[[ GIVEN TEXT open ]]
Is the time right? In the past, certain events connected to racial injustice have caused moral outrage. For a brief moment, people voiced the need for change; then, it was back to business as usual. However, the events that occurred in 2020 prompted many people to examine their outlook. Businesses reevaluated their policies and made a commitment to racial equality. History was challenged, and perspectives and biases were examined. This inspired many people to speak up and voice their views. In a year dominated by the COVID-19 pandemic, the concern for social injustice in America took hold.

In addition to speaking out, people and businesses took action. They provided monetary support and collaborated with organizations committed to change. A heightened dialogue started between friends, families, co-workers, neighbors and strangers that asked urgent questions like, how can Diversity & Inclusion (“D&I”) be achieved?, why is it significant in the healthcare industry? and why is it important to join in our actions?
[[ GIVEN TEXT closed ]]
→ EXERCISE DIRECTIONS:
Answer these questions from the passage above on 2020 and racial equality:
1. Which pandemic dominated the year 2020?
2. What did businesses make a commitment to?
3. What does "D&I" stand for?
[[ DATASET CONTENT open ]]
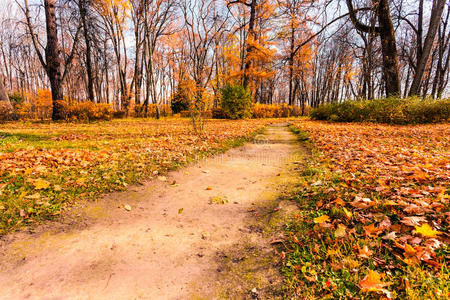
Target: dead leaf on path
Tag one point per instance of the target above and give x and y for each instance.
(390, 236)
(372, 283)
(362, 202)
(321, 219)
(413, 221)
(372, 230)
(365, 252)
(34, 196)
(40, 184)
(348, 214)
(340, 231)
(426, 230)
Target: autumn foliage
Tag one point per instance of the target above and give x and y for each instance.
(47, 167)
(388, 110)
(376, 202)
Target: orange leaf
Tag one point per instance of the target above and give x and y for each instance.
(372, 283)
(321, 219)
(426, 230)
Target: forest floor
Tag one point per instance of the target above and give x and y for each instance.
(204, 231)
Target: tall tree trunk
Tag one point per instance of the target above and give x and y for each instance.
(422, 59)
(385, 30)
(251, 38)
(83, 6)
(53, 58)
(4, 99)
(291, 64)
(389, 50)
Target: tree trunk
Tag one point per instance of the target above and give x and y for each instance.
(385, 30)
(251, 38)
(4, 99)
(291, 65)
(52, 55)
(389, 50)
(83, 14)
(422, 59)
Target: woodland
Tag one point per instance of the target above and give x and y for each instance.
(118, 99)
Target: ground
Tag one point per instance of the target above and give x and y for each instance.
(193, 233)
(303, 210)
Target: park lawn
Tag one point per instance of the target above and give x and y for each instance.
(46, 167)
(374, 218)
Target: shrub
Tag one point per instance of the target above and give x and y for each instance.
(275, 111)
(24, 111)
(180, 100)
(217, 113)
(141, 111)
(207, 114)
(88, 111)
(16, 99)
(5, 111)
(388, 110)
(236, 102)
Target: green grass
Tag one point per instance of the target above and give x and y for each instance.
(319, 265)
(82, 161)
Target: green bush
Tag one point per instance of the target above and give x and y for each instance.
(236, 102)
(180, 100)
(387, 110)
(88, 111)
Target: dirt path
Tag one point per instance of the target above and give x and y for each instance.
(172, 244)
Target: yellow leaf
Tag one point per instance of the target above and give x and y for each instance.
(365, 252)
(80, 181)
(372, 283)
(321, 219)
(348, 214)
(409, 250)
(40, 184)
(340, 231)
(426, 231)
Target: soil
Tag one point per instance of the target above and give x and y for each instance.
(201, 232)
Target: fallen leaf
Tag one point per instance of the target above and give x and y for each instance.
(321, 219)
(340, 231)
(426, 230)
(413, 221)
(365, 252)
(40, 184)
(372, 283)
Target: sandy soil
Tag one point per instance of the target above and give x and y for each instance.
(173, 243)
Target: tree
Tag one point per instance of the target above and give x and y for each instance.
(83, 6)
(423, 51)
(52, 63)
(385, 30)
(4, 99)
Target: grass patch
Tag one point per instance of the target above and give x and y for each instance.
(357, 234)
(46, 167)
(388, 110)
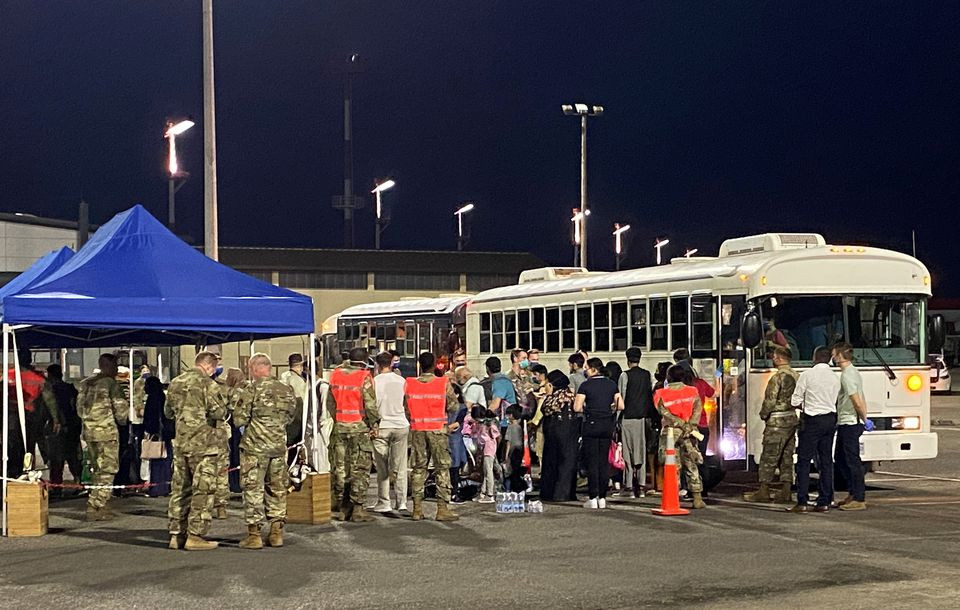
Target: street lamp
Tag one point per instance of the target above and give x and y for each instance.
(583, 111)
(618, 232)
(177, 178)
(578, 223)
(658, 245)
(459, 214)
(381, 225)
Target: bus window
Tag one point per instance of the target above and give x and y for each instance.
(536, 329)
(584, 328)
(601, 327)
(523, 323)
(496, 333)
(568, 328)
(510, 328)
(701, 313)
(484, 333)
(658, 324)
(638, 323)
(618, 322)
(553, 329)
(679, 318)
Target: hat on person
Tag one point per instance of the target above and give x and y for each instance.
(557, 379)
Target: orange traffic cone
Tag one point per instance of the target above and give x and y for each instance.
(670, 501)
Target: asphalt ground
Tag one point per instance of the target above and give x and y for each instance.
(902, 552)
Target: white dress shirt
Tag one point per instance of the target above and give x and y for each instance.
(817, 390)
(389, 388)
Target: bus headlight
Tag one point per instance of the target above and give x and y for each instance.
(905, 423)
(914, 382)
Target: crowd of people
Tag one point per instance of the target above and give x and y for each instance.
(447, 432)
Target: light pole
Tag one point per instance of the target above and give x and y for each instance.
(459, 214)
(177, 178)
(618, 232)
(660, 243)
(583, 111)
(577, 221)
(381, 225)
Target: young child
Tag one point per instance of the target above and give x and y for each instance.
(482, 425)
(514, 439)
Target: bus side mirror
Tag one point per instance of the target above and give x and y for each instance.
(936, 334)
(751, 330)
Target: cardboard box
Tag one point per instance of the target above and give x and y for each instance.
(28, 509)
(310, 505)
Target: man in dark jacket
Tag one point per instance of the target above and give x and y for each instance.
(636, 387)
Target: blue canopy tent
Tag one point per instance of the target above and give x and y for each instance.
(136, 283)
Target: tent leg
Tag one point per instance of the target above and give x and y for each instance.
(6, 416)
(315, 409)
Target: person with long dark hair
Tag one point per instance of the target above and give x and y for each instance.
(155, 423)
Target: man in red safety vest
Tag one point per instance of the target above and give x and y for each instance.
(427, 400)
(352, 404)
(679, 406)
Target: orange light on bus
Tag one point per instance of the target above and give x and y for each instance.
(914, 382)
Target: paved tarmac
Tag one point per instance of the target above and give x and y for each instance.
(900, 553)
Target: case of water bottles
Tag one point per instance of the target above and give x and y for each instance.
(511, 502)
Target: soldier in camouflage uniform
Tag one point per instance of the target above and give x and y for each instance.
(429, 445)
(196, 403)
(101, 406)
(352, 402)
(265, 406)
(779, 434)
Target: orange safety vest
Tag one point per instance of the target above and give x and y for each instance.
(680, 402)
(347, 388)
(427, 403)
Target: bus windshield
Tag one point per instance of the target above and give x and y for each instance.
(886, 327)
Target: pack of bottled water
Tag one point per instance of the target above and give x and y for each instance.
[[ DATASET CONTENT closed ]]
→ OUTPUT FOR THIS EXERCISE:
1. The COVID-19 pandemic.
2. Racial equality.
3. Diversity & Inclusion.